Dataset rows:
----

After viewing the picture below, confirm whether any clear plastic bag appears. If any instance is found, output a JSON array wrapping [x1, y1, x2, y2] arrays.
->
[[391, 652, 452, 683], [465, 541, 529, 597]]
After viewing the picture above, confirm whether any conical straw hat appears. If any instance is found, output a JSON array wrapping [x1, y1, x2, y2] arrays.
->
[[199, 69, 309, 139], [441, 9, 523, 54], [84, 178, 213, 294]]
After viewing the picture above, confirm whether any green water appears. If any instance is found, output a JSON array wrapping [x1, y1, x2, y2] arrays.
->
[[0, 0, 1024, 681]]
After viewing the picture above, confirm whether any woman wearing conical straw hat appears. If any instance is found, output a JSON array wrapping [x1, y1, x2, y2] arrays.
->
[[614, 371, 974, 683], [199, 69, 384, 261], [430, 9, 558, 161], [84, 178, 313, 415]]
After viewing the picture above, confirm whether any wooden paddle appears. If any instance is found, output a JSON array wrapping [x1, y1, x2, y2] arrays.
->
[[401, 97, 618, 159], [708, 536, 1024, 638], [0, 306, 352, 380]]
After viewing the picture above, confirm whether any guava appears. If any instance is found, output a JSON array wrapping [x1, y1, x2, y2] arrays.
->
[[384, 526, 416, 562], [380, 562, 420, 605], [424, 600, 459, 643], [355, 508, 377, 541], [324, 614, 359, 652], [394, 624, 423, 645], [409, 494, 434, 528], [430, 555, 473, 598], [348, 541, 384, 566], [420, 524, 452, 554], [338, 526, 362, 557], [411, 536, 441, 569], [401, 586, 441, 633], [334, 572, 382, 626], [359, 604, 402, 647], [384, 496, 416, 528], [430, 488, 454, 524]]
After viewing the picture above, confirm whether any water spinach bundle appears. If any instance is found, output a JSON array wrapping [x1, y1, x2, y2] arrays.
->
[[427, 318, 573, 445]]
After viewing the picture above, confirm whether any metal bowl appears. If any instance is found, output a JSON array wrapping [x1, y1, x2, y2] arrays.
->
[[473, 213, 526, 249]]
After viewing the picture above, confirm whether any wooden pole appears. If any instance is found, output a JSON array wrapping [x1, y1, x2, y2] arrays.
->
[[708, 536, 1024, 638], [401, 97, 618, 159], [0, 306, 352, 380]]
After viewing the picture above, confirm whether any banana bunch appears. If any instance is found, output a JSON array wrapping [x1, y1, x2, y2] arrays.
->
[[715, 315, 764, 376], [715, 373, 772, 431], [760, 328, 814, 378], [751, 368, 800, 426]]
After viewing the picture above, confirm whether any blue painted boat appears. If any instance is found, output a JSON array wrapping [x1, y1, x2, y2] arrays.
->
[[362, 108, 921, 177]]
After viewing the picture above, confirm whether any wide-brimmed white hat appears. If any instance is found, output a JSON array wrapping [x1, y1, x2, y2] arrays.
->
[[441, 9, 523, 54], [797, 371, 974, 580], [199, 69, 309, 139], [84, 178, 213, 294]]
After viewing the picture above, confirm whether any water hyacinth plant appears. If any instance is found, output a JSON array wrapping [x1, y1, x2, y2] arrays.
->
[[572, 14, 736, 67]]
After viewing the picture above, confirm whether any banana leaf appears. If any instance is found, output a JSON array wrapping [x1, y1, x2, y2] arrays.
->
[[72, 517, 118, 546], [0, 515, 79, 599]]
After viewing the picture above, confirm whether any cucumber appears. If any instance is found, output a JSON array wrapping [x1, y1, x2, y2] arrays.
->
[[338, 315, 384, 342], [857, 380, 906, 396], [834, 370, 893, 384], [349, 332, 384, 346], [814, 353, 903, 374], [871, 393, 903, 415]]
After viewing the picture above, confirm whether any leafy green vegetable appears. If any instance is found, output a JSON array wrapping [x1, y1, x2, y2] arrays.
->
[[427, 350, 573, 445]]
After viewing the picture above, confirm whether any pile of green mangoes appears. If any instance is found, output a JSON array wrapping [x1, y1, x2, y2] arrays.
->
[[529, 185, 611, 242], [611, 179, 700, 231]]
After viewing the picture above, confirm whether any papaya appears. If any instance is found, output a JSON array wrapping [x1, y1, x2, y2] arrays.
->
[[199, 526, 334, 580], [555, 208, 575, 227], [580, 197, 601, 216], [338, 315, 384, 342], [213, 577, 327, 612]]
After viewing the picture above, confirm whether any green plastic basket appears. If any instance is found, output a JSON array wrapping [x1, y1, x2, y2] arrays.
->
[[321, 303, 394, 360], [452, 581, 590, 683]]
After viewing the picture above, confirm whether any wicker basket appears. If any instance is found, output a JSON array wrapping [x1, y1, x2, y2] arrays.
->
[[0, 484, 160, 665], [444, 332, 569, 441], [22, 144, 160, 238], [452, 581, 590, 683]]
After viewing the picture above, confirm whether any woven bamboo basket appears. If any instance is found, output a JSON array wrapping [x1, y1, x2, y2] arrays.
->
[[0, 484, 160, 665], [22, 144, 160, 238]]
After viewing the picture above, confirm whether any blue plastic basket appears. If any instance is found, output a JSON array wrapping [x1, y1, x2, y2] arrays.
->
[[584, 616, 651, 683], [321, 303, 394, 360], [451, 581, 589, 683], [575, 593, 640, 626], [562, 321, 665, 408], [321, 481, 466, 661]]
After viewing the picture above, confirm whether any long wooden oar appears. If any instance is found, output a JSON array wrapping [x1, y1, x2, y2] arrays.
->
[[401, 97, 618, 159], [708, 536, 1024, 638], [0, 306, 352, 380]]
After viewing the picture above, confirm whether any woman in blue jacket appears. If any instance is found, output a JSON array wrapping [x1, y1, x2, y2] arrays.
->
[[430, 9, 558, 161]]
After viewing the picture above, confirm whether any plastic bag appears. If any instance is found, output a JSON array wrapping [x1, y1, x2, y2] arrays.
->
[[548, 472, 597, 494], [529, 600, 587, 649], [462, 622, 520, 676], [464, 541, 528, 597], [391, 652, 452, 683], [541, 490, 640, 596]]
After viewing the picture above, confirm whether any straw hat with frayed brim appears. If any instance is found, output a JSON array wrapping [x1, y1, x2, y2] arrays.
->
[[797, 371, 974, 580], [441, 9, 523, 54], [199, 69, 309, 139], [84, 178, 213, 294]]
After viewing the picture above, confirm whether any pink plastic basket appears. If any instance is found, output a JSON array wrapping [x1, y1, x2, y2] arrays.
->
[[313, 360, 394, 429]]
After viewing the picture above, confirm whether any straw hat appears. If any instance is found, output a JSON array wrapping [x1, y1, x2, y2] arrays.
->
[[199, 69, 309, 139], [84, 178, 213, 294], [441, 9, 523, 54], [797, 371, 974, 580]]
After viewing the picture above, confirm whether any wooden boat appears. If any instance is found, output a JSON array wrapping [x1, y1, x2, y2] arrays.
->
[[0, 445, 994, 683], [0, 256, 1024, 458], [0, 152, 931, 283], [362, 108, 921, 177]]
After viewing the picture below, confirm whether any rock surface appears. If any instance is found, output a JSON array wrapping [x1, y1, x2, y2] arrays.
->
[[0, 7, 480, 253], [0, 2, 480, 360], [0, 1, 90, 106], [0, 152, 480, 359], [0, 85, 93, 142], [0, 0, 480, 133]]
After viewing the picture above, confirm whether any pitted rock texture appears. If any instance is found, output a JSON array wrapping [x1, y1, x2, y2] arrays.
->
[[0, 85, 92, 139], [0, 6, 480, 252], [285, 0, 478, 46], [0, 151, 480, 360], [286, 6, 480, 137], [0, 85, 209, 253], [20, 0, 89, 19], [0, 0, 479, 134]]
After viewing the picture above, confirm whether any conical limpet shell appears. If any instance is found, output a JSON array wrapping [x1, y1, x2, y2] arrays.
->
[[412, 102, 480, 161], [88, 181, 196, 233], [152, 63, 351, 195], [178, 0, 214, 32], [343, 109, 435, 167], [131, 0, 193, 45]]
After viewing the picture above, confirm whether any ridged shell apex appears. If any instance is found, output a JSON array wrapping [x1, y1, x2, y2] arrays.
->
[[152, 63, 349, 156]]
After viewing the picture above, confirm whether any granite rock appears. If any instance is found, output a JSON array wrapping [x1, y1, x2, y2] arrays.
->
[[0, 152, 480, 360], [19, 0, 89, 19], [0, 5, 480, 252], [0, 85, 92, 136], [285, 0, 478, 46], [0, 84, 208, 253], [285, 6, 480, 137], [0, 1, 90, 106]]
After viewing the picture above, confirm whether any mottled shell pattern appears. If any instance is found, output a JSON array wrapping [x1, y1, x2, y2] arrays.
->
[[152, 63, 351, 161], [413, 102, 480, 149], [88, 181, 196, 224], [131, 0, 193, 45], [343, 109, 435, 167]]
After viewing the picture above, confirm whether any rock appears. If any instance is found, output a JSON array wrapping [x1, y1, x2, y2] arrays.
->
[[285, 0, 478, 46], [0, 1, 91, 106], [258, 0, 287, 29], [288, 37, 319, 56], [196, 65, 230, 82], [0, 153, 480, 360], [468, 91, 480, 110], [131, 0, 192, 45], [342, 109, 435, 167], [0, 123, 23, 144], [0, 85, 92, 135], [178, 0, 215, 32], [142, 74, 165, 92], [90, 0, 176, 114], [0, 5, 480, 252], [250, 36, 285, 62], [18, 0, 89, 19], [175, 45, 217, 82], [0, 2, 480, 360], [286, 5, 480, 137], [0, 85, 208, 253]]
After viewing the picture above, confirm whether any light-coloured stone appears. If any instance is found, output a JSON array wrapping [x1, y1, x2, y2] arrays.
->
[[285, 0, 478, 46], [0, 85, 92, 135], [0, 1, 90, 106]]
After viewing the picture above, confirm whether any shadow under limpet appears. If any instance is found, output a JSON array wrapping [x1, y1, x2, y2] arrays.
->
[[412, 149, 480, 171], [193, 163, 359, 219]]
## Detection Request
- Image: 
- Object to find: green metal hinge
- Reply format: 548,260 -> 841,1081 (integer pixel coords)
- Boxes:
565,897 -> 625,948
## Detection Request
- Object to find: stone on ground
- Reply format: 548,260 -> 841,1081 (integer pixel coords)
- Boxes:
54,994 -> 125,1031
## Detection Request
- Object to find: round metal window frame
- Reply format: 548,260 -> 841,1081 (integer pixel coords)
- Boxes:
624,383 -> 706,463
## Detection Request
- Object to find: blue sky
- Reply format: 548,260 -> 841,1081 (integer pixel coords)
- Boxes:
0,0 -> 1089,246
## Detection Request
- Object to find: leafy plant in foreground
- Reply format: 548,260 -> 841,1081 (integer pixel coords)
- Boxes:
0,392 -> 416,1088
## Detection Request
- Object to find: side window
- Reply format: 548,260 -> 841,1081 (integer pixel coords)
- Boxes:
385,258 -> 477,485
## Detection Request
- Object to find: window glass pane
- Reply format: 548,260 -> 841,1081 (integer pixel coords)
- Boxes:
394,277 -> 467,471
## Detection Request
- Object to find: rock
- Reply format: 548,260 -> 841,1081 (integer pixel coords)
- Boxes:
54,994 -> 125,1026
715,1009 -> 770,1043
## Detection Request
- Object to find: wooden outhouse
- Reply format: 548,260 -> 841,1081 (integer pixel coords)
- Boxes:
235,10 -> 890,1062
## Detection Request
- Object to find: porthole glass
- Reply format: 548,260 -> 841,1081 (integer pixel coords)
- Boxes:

----

> **What the task requires**
Format the lines above as a JSON list of strings, one string per line, starting with the line that contains "After viewing the picture above, confirm whether any leafy" and stopping after the line that contains "[[0, 484, 160, 665], [22, 144, 160, 238]]". Leave out any blank lines.

> **Answer to this exercise**
[
  "After viewing the picture above, confirm whether any leafy green vegetable appears. If any instance is found, output a JSON array wrapping [x1, y1, x2, y2] arrays.",
  "->",
  "[[427, 350, 573, 445]]",
  "After viewing the picture above, confirm whether any pile of green mangoes appears. If any instance is found, output a JSON array wrapping [x1, y1, x2, y2] arrays.",
  "->",
  "[[529, 185, 611, 242], [611, 179, 700, 231]]",
  "After viewing the picture above, confirm whether any papaya appears. If any instance is found, output a JSON array wrapping [x1, y1, x2, y2] arrays.",
  "->",
  "[[199, 526, 334, 580], [555, 208, 575, 227], [580, 197, 601, 216], [338, 315, 384, 342], [213, 577, 327, 612]]",
  "After viewing the picture above, confirm whether any green plastic basket appears. If any instance is found, output a JSON array wrapping [x1, y1, x2, y2] arrays.",
  "->",
  "[[321, 303, 394, 360], [452, 581, 590, 683]]",
  "After viewing the picture above, confirm whether any wicker basket appears. If any instance is found, output a JSON array wrapping [x1, y1, x2, y2] arrays.",
  "->",
  "[[0, 484, 160, 665], [444, 332, 569, 441], [22, 144, 160, 238], [452, 581, 590, 683]]",
  "After viewing the picture above, confirm whether any woven bamboo basket appears. If any instance is found, output a JSON array wrapping [x1, y1, x2, y2] arrays.",
  "->",
  "[[0, 484, 160, 665], [22, 144, 160, 238]]"
]